Requirement:
Find the string "alloy" in the records and copy each line where it occurs.

(Photo-based referring expression data)
• • • • • • •
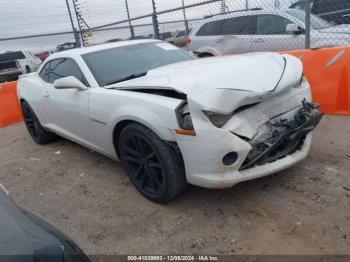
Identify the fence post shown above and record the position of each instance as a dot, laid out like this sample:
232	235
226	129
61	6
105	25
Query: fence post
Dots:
308	24
155	20
76	36
130	25
185	18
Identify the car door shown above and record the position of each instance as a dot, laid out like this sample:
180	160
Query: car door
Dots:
66	109
333	11
272	35
208	38
238	32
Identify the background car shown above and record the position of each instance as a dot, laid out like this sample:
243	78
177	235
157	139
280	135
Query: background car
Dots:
173	119
14	64
263	30
25	236
336	11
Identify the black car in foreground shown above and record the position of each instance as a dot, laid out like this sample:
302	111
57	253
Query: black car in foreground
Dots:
336	11
27	237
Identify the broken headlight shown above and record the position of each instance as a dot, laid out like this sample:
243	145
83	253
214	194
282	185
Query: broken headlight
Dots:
218	120
184	117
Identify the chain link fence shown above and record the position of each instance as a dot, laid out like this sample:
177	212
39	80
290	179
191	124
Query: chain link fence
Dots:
207	27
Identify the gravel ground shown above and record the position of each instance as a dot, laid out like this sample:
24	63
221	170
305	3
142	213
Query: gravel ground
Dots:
303	210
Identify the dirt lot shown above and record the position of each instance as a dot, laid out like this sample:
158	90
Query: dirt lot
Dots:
304	210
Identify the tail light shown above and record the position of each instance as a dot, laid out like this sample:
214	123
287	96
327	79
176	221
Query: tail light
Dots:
188	41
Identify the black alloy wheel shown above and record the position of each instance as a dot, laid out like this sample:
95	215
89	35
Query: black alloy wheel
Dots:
153	166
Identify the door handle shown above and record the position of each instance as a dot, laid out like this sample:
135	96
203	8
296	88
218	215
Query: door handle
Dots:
260	40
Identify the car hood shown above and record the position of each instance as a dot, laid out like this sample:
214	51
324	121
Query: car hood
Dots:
251	72
338	29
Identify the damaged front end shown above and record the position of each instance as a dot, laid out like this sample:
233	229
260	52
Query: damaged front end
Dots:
283	136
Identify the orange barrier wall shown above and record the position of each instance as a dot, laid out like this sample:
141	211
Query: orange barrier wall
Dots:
• • • • • • •
Answer to this exercise:
Identify the black alloy wheel shown above and record the position of each instance as a dot, laid out like this sample:
Query: black alloy wheel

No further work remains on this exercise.